### WHAT THE EXERCISE ASKS
Leave out all lines before the one containing "Target: brick arch", and copy that line and all the rest below it exactly.

———

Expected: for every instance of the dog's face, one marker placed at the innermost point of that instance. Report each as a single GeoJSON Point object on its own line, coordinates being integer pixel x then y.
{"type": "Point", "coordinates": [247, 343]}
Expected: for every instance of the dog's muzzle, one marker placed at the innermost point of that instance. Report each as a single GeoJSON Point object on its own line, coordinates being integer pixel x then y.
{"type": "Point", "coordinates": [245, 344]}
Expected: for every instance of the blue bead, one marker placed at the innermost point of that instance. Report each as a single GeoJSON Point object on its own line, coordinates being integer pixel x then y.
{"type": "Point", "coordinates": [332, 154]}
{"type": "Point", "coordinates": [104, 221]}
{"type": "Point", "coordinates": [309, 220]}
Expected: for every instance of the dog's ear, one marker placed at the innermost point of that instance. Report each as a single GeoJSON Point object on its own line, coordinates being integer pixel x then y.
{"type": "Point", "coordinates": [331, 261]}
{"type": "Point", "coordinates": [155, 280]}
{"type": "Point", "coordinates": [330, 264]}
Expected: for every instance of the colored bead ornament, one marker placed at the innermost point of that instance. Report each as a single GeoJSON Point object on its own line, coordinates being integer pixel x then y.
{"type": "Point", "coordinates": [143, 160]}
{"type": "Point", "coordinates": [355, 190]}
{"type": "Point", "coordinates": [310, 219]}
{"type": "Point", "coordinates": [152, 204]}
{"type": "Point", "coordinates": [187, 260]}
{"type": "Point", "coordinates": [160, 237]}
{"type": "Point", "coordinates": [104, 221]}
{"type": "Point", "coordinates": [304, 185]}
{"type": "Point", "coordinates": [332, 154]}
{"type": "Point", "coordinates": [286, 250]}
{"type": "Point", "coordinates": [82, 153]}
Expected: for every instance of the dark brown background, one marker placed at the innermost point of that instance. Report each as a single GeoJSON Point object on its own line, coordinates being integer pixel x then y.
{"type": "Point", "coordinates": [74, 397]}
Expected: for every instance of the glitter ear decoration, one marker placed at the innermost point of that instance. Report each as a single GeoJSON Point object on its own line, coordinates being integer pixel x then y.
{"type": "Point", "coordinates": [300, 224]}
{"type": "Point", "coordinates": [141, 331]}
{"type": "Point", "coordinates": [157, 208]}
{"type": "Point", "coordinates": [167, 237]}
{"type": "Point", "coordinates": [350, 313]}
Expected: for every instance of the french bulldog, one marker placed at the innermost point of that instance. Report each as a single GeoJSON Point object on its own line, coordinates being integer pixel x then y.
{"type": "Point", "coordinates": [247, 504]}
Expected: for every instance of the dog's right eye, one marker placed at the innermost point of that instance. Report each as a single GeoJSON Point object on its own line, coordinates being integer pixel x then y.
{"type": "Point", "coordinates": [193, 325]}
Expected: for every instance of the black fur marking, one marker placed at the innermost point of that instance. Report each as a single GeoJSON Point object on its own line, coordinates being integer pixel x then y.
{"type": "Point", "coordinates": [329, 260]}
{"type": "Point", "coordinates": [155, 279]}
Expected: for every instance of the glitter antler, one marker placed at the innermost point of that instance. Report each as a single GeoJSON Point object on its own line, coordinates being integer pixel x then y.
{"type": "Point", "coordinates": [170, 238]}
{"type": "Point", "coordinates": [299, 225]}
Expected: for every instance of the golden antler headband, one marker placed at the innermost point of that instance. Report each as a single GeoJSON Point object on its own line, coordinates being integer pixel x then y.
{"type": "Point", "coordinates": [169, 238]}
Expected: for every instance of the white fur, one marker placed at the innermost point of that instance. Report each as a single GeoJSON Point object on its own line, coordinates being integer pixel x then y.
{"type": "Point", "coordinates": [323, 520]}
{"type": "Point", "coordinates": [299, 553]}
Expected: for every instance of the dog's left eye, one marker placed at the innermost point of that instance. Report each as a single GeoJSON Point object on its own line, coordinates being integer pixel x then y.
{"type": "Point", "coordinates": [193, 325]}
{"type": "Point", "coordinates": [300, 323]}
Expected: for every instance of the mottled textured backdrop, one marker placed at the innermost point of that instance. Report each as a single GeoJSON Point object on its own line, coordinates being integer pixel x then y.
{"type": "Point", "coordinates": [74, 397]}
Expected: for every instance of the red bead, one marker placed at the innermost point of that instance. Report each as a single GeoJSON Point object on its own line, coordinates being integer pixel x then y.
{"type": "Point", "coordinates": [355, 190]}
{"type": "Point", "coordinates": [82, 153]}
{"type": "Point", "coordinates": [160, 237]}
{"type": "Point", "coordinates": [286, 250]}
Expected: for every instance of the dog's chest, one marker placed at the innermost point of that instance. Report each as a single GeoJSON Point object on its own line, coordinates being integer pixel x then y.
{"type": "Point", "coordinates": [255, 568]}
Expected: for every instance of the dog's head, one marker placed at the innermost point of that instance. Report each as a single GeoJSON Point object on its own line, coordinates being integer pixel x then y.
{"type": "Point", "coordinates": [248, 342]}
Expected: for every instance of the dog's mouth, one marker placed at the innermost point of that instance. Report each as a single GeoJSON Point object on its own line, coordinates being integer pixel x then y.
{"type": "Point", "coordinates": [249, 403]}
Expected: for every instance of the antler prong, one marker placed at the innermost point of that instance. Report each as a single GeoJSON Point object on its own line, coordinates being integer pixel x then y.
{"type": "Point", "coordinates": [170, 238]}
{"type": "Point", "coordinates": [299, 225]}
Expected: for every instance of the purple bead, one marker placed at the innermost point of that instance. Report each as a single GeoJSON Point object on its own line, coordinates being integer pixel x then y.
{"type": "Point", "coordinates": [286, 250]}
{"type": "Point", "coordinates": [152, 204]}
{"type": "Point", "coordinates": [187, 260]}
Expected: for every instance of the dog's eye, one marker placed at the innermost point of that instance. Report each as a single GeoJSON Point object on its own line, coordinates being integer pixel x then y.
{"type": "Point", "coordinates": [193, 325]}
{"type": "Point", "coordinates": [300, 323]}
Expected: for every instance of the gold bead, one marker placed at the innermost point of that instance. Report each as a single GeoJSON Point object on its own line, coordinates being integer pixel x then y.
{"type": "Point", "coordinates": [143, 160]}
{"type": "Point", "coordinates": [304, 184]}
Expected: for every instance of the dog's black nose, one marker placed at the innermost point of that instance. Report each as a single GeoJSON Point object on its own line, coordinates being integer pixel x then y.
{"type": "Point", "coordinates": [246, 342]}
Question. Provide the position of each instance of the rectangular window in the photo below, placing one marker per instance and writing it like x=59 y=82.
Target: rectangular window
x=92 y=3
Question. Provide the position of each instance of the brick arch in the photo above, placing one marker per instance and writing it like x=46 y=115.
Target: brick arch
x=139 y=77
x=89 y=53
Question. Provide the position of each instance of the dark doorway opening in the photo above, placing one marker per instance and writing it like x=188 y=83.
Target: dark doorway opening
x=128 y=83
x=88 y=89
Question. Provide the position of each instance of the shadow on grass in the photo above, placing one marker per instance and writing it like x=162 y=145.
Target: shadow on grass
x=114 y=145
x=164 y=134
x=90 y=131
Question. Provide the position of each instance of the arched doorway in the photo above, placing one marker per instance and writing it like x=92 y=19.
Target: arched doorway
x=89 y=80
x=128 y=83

———

### RESPONSE TO THIS EXERCISE
Target: brick arch
x=139 y=77
x=89 y=53
Question. Provide the position of each instance of the dark doorway opening in the photo above, placing one marker per instance and writing it like x=188 y=83.
Target: dark doorway opening
x=128 y=83
x=88 y=89
Question. Provide the position of each instance of the shadow on grass in the photo above, placing one marker per instance and writing it like x=162 y=145.
Target: shadow on grass
x=114 y=145
x=164 y=134
x=90 y=131
Question. Provide the position of each instance of the arched doorway in the photo above, placing one marker per instance and writing it like x=92 y=19.
Target: arched doorway
x=89 y=80
x=128 y=83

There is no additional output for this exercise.